Turn the material, starting at its beginning and ending with the line containing "[0,307,168,391]", into a numbered list with one line per item, skipping blank lines and leaving out the picture.

INPUT FOR THIS TASK:
▬▬▬▬▬▬

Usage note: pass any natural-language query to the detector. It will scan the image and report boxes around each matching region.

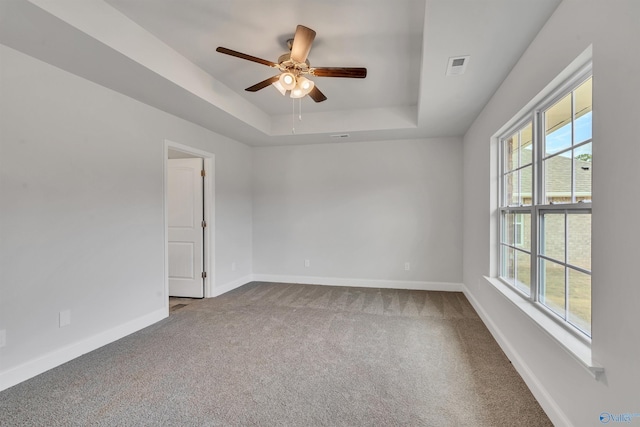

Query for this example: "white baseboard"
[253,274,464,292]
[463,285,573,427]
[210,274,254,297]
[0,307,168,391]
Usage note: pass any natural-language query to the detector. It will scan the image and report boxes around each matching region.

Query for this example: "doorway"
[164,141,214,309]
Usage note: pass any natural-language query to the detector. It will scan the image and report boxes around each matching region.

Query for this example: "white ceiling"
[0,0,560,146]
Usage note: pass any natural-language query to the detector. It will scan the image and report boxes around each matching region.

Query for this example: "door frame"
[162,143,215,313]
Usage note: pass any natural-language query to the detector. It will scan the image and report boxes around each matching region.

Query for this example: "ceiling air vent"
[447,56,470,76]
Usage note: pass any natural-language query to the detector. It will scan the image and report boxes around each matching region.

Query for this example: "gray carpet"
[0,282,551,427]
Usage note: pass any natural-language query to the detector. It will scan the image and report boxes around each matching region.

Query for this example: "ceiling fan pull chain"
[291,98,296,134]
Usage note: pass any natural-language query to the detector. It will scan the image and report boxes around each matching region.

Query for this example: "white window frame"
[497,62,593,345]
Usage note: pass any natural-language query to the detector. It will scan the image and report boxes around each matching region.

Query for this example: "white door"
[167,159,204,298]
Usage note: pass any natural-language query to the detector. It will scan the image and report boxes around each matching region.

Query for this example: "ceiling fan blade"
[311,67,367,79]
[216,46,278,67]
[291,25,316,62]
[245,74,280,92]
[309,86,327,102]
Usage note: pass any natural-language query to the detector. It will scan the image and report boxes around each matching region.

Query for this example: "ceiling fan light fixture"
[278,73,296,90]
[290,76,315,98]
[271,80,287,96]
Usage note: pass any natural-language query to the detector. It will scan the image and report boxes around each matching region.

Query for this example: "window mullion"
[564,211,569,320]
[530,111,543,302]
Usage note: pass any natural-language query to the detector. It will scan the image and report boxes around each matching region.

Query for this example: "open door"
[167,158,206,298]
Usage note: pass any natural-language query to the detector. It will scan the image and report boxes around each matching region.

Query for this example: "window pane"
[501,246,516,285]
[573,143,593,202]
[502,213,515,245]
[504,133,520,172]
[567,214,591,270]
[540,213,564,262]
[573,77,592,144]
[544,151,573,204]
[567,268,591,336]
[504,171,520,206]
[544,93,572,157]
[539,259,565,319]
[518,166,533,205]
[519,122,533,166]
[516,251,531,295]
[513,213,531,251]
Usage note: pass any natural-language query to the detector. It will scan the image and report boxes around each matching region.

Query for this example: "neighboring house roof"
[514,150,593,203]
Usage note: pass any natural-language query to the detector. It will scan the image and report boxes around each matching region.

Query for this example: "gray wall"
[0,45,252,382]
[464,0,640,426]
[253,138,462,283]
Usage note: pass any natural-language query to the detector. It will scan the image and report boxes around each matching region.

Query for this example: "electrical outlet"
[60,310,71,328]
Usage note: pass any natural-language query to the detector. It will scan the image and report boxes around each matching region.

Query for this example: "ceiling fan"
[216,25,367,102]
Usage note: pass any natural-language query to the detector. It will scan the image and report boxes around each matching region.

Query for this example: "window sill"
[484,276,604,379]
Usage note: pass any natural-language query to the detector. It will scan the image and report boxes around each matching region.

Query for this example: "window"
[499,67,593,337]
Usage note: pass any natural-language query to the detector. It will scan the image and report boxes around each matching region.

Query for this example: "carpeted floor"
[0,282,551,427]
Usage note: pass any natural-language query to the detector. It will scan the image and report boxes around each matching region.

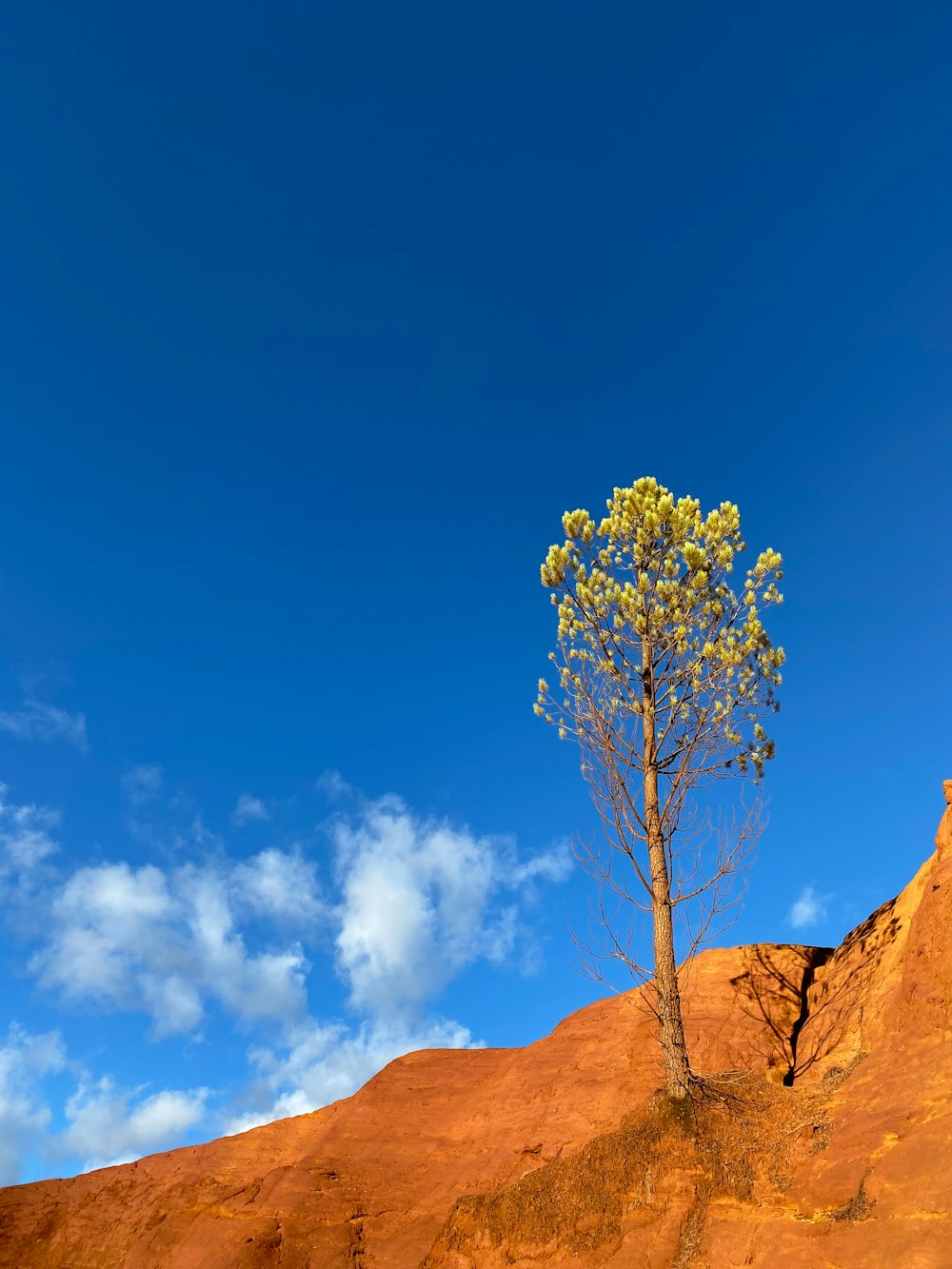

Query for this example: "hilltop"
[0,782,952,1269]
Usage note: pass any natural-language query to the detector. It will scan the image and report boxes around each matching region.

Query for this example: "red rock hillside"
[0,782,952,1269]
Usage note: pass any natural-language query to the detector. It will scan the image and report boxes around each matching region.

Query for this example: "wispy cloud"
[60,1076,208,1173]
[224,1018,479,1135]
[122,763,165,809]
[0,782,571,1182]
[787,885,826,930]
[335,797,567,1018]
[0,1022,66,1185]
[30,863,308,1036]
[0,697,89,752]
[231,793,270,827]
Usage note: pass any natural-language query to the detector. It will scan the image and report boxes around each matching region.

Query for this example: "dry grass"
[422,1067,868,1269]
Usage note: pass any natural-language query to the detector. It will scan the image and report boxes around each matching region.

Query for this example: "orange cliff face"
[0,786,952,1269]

▬▬▬▬▬▬

EXPECTED ANSWER:
1. Usage note: pass any natural-language query to the detector. It will scan the image and report boxes around each matching region.
2. Query for this example: "white baseboard"
3. [253,274,464,292]
4. [463,285,573,427]
5. [210,274,254,297]
6. [0,307,168,391]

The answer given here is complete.